Problem description — Copy out each line of the material below that contains the string "rock".

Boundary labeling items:
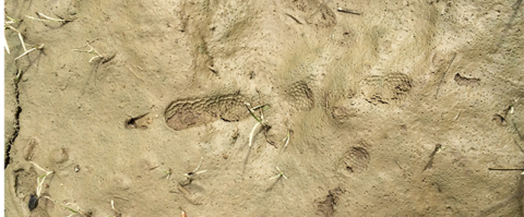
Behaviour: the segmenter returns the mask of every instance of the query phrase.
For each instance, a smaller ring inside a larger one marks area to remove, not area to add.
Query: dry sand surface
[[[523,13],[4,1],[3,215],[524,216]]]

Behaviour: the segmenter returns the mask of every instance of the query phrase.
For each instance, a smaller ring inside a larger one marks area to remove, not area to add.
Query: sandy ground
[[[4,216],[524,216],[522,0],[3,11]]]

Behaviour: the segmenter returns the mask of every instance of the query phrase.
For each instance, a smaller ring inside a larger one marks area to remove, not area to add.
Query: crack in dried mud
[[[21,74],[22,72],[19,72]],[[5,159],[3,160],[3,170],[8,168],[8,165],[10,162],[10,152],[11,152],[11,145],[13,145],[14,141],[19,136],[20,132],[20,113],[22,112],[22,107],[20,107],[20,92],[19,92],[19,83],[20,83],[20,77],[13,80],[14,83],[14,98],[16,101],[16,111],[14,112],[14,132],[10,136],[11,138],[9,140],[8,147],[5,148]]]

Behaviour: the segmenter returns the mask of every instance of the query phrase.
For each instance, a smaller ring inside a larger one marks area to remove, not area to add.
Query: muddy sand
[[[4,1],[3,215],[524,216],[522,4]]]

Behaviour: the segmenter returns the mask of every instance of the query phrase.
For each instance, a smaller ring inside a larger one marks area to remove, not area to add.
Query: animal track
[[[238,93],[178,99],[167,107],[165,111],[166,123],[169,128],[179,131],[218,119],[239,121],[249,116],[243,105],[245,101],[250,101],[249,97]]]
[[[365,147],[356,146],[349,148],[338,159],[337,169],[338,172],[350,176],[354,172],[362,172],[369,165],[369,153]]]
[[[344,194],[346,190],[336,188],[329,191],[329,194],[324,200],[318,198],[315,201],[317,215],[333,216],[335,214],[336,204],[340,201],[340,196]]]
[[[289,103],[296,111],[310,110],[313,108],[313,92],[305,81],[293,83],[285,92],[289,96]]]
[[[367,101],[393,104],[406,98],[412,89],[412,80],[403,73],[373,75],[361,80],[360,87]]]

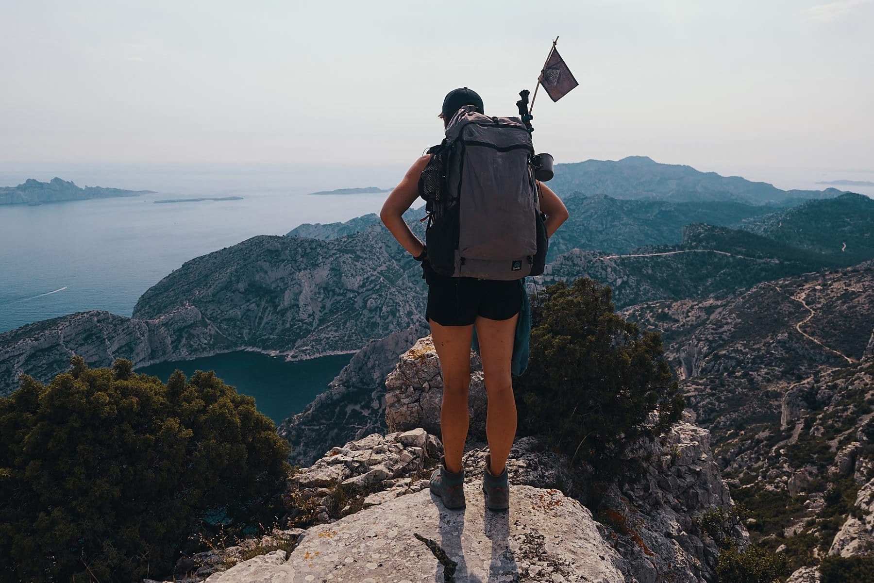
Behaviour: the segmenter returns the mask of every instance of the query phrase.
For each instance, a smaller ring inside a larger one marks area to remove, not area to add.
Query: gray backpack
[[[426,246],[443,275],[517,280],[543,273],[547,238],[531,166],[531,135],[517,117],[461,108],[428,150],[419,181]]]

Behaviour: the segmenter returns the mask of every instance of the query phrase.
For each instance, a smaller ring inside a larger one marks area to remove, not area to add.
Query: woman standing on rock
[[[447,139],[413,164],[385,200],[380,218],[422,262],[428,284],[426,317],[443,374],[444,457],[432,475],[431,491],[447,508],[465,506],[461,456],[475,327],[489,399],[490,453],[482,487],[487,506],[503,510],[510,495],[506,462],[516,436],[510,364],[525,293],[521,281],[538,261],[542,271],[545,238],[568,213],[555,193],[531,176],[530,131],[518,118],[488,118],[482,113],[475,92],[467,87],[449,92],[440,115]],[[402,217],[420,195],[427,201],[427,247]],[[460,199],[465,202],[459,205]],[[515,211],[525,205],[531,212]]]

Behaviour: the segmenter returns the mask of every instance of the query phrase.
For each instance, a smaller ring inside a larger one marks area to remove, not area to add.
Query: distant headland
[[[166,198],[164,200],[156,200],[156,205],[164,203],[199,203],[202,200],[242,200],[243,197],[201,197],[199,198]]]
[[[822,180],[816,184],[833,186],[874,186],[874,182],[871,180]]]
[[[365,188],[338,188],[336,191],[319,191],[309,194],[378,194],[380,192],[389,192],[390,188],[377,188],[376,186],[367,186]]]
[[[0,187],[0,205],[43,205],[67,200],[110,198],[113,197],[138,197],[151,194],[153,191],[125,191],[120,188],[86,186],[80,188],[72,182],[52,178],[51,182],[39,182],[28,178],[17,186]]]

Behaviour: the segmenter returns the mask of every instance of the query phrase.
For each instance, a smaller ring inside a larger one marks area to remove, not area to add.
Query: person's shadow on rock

Task answer —
Query: woman standing on rock
Query: person's shadow on rock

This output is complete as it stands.